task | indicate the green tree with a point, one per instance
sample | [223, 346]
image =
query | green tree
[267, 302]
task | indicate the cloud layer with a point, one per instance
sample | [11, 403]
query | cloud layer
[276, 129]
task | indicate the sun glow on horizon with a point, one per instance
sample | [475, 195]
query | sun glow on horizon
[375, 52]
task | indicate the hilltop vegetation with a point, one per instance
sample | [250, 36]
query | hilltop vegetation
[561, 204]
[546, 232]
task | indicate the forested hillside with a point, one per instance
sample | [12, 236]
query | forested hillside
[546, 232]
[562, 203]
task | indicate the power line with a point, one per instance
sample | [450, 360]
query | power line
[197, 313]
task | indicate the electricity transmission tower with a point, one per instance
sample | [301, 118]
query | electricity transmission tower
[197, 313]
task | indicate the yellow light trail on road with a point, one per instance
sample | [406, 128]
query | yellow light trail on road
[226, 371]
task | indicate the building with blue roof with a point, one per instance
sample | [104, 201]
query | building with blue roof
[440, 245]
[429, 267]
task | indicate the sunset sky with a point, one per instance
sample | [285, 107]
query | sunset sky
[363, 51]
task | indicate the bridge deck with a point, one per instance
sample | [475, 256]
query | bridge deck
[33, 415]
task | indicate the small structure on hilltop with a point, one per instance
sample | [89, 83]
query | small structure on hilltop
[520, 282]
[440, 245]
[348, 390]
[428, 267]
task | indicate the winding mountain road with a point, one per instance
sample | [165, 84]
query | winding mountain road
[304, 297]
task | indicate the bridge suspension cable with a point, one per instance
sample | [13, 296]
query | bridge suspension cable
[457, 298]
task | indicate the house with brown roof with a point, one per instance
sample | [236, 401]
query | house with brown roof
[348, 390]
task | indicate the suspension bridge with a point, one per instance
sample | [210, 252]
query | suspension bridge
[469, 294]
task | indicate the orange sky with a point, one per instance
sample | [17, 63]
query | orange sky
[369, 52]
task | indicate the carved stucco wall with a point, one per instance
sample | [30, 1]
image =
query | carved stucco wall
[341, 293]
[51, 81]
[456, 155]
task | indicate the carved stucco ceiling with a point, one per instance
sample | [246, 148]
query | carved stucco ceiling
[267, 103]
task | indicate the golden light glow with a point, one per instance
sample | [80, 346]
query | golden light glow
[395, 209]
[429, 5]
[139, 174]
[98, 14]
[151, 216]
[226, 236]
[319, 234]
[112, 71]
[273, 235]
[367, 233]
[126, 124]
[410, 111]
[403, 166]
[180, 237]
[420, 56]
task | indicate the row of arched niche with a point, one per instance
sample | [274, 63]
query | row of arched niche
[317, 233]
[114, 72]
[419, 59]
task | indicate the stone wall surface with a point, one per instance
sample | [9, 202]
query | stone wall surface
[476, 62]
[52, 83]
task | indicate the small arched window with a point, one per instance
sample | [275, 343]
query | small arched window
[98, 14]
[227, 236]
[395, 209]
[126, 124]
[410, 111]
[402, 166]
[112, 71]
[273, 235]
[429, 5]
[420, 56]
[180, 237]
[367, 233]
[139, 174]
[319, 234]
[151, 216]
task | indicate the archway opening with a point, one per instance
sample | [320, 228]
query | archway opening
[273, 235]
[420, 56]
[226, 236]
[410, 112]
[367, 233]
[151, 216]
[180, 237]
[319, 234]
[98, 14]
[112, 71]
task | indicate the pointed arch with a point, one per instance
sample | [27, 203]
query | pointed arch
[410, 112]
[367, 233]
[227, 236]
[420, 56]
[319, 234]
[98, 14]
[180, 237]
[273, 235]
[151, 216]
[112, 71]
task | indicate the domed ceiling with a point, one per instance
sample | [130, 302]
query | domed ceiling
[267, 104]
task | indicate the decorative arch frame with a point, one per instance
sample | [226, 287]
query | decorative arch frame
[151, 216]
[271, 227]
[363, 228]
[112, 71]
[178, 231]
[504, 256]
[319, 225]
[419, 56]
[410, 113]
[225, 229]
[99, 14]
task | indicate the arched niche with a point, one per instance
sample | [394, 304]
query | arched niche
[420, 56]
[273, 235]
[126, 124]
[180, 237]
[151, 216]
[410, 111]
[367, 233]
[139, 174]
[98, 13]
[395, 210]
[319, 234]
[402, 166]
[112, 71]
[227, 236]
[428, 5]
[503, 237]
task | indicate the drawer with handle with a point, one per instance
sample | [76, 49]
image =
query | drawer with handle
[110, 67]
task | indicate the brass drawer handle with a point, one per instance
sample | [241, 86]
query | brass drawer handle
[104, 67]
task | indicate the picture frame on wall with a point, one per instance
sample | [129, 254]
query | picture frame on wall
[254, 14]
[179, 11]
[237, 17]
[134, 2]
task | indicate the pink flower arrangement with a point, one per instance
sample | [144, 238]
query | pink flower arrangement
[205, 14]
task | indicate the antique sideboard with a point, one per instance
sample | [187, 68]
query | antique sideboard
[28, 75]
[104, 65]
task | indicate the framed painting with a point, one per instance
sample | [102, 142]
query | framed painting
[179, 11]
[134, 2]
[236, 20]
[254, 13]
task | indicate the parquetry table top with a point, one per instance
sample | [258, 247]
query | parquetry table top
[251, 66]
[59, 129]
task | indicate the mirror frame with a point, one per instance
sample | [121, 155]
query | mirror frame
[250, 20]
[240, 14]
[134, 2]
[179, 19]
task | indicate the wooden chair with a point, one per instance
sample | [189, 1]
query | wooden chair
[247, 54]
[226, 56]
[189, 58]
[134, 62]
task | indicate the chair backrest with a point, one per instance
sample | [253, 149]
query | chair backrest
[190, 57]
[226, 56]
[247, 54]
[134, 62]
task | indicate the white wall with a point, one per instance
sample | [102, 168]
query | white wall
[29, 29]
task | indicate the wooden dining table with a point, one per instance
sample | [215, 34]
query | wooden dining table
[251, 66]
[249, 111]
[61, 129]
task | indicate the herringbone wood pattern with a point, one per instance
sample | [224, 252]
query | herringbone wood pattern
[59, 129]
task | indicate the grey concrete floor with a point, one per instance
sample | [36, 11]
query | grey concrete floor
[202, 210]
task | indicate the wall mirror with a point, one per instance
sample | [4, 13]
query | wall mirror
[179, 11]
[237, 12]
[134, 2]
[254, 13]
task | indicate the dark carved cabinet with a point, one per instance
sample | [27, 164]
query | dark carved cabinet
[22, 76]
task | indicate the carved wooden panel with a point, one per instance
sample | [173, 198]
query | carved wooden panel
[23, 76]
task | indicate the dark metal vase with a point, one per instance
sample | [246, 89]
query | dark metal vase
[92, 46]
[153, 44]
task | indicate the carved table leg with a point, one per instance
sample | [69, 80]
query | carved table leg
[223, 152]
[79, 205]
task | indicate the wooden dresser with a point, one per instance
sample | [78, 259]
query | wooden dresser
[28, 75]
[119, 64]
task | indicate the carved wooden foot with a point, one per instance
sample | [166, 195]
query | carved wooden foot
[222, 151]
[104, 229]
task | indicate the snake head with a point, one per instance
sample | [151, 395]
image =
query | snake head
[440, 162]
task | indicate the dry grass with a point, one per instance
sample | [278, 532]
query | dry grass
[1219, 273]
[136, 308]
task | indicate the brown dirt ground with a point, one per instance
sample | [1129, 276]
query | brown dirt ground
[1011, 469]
-*-*-
**WHAT IS ASKED**
Return every line of the material exactly.

**COMPLETED TASK**
task | indicate the green tree with a point, one per instance
sample | [223, 346]
image =
query | green tree
[267, 302]
task | indicate the cloud layer with a point, one per instance
sample | [11, 403]
query | cloud layer
[276, 129]
task | indicate the sun glow on horizon with a point, one per instance
sample | [475, 195]
query | sun glow on horizon
[375, 52]
task | indicate the hilltop vegetation with a point, one per instance
sample | [250, 36]
query | hilltop vegetation
[561, 204]
[546, 232]
task | indicate the forested hillside with a point, one per instance
sample | [12, 236]
query | forested hillside
[546, 232]
[562, 203]
task | indicate the power line with a point, one per instance
sample | [450, 360]
query | power line
[197, 313]
task | indicate the electricity transmission tower with a point, one per instance
sample | [301, 118]
query | electricity transmission tower
[197, 313]
task | indicate the yellow light trail on road with a point, one per instance
sample | [406, 128]
query | yellow light trail on road
[226, 371]
task | indicate the building with blue roof with a point, one per instance
sample | [104, 201]
query | building with blue roof
[440, 245]
[429, 267]
task | indicate the sunset sky with a point, one per instance
sample | [285, 107]
query | sunset sky
[363, 51]
task | indicate the bridge deck with a point, one per instance
sample | [475, 256]
query | bridge deck
[33, 415]
task | indicate the small structure on hilltop with a point, one per instance
sample | [89, 83]
query | small structure on hilltop
[520, 282]
[440, 245]
[348, 390]
[428, 267]
task | indicate the winding mountain road with a point, one per instance
sample | [165, 84]
query | winding mountain road
[304, 297]
task | indicate the bridge suspension cable with a point, one per instance
sample | [13, 296]
query | bridge suspension cable
[457, 298]
task | indicate the house with brown roof with a point, one per instance
sample | [236, 401]
query | house with brown roof
[348, 390]
task | indicate the suspension bridge with a point, one per instance
sample | [210, 252]
query | suspension bridge
[469, 294]
task | indicate the orange sky with a point, one per instance
sample | [17, 63]
query | orange sky
[369, 52]
task | indicate the carved stucco wall with a point, one per instance
sample | [30, 1]
image =
query | carved stucco wall
[341, 293]
[51, 81]
[456, 155]
task | indicate the carved stucco ceiling with a point, one per instance
sample | [246, 148]
query | carved stucco ceiling
[267, 103]
task | indicate the golden light glow with a point, one per instance
sample | [80, 346]
query | golden light glow
[395, 209]
[429, 5]
[139, 174]
[98, 14]
[151, 216]
[226, 236]
[319, 234]
[112, 71]
[273, 235]
[367, 233]
[126, 124]
[410, 111]
[403, 166]
[180, 237]
[420, 56]
task | indicate the row of arched niche with a point, one per instance
sample | [274, 63]
query | row of arched niche
[317, 233]
[114, 72]
[419, 59]
task | indicate the stone wall surface with a point, one per instance
sample | [9, 202]
query | stone wall surface
[476, 62]
[52, 83]
task | indicate the small arched window with a point, one per instance
sample | [275, 343]
query | small arched window
[98, 14]
[227, 236]
[395, 209]
[126, 124]
[410, 111]
[402, 166]
[112, 71]
[273, 235]
[429, 5]
[420, 56]
[180, 237]
[367, 233]
[139, 174]
[319, 234]
[151, 216]
task | indicate the archway opening with a point, one per instance
sample | [320, 228]
query | archway opening
[273, 235]
[420, 56]
[226, 236]
[410, 112]
[367, 233]
[151, 216]
[180, 237]
[319, 234]
[98, 14]
[112, 71]
task | indicate the pointed arch with a point, one per instance
sample | [27, 203]
query | pointed arch
[410, 112]
[367, 233]
[227, 236]
[420, 56]
[319, 234]
[98, 14]
[180, 237]
[273, 235]
[151, 216]
[112, 71]
task | indicate the domed ceiling with a point, one per instance
sample | [130, 302]
query | domed ceiling
[267, 104]
task | indicate the decorative arch frame with a point, one per instance
sample | [226, 287]
query | decorative arch frame
[151, 216]
[271, 227]
[363, 228]
[112, 71]
[178, 231]
[504, 256]
[319, 225]
[419, 56]
[410, 113]
[225, 229]
[99, 14]
task | indicate the arched niche with a point, one per instance
sample | [394, 304]
query | arched niche
[420, 56]
[273, 235]
[126, 124]
[180, 237]
[151, 216]
[410, 111]
[367, 233]
[139, 174]
[98, 13]
[395, 210]
[319, 234]
[402, 166]
[112, 71]
[227, 236]
[428, 5]
[503, 237]
task | indicate the drawer with handle with a point, one per instance
sample | [76, 49]
image =
query | drawer with handle
[110, 67]
task | indicate the brass drawer handle with a point, one per instance
sample | [241, 86]
query | brass drawer handle
[104, 67]
task | indicate the picture frame on wall with a point, one per instance
sample | [129, 254]
query | picture frame on wall
[254, 14]
[179, 11]
[237, 17]
[134, 2]
task | indicate the pink flower arrangement with a point, one per instance
sample | [144, 238]
query | pink flower arrangement
[205, 14]
task | indicate the antique sideboard with a point, one per instance
sample | [187, 68]
query | antique sideboard
[28, 75]
[104, 65]
task | indicate the framed painting with a point, one per instance
sample | [102, 142]
query | framed painting
[179, 11]
[134, 2]
[236, 20]
[254, 13]
task | indicate the parquetry table top with a point, one per instance
sample | [258, 247]
query | parquetry table top
[251, 66]
[59, 129]
task | indicate the mirror frame with a point, one per instance
sample | [121, 155]
query | mirror frame
[250, 20]
[240, 14]
[134, 2]
[179, 19]
task | indicate the wooden chair with a point, one per instance
sample | [189, 1]
query | wooden chair
[247, 54]
[226, 56]
[189, 58]
[134, 62]
task | indicate the chair backrest with a point, one per instance
sample | [253, 149]
query | chair backrest
[190, 57]
[226, 56]
[247, 54]
[134, 62]
task | indicate the white wall with a point, one per instance
sample | [102, 168]
query | white wall
[29, 29]
task | indicate the wooden dining table with a point, one per instance
sample | [215, 34]
query | wooden dining table
[251, 66]
[249, 111]
[61, 129]
task | indicate the herringbone wood pattern with a point, one per instance
sample | [224, 252]
query | herringbone wood pattern
[59, 129]
task | indicate the grey concrete floor with a point, one per instance
sample | [36, 11]
query | grey concrete floor
[202, 210]
task | indicate the wall mirror with a point, one per instance
sample | [4, 13]
query | wall mirror
[179, 11]
[237, 12]
[134, 2]
[254, 13]
task | indicate the dark carved cabinet with a point, one per instance
sample | [27, 164]
query | dark carved cabinet
[22, 76]
task | indicate the carved wooden panel with a point, one per instance
sample | [173, 198]
query | carved wooden panel
[23, 76]
task | indicate the dark metal vase with a point, one per instance
sample | [246, 89]
query | dark metal vase
[92, 46]
[153, 44]
task | indicate the carved table leg with a point, one per instance
sample | [69, 80]
query | carved table leg
[223, 152]
[79, 205]
task | indicate the wooden dresser with a point, one per instance
sample | [78, 259]
query | wooden dresser
[28, 75]
[119, 64]
task | indicate the carved wooden foot with a point, one per instance
sample | [166, 195]
query | carved wooden foot
[222, 151]
[104, 229]
task | indicate the snake head with a point, one per instance
sample | [151, 395]
image =
query | snake head
[440, 162]
task | indicate the dry grass with a point, one per instance
sample | [278, 532]
query | dry grass
[1219, 273]
[136, 308]
task | indicate the brown dirt ground with a point, one per instance
sample | [1129, 276]
query | brown dirt ground
[1011, 469]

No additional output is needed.